*JOB:* Reproduce the items from the line containing "Could you give the outline of every instance of the door" through the end of the items, swapping "side table" for "coffee table" and leaving everything else unchanged.

*SUPPLIED RECORDS:*
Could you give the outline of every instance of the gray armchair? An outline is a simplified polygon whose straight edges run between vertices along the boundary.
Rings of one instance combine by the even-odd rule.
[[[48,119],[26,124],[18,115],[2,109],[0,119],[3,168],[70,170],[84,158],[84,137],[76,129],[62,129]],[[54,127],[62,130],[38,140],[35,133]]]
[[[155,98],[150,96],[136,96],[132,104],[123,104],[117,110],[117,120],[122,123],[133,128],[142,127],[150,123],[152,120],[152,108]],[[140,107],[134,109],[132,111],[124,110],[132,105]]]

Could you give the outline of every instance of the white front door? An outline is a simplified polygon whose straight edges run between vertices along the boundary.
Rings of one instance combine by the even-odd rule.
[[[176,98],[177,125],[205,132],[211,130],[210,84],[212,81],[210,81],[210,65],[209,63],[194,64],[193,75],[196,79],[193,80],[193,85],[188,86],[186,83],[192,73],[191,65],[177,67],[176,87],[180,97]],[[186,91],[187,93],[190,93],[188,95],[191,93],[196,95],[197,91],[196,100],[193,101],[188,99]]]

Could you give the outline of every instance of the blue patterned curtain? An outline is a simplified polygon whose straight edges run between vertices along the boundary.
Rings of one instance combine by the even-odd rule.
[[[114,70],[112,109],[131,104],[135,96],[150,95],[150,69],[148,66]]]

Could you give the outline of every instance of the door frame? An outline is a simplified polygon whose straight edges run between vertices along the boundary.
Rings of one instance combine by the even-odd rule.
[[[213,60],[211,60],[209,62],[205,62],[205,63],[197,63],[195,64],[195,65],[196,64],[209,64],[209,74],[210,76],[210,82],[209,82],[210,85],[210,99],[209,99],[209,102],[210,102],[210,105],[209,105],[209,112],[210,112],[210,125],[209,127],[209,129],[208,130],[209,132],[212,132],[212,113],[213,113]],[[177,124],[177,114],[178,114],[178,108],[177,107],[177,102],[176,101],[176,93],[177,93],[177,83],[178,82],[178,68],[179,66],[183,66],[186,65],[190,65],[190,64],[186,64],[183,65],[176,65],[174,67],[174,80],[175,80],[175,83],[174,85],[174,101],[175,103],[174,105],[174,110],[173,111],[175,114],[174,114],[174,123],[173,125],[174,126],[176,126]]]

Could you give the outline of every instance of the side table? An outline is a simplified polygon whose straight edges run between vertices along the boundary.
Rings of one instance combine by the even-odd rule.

*THE RESULT:*
Could you give the outline of every instance of the door frame? An outline is a simplified polygon whose straight edges run between vertices along the boundary.
Rings of one instance combine by the even-odd rule.
[[[213,60],[211,60],[209,62],[205,62],[205,63],[197,63],[195,64],[195,65],[196,64],[209,64],[209,74],[210,76],[210,82],[209,82],[210,85],[210,99],[209,99],[209,102],[210,102],[210,105],[209,105],[209,112],[210,112],[210,125],[209,127],[209,129],[208,130],[209,132],[212,132],[212,113],[213,113]],[[177,124],[177,114],[178,114],[178,108],[177,107],[177,102],[176,101],[176,93],[177,93],[177,83],[178,82],[178,68],[179,66],[183,66],[186,65],[190,65],[190,64],[186,64],[183,65],[176,65],[174,67],[174,80],[175,80],[175,83],[174,85],[174,101],[175,103],[174,105],[174,110],[173,111],[175,114],[174,114],[174,123],[173,125],[174,126],[176,126]]]

Could you give the outline of every instance of the coffee table? An outline is a simplified polygon whose straight edges run between vertices along the boundary.
Rings of one instance combine by the even-odd rule.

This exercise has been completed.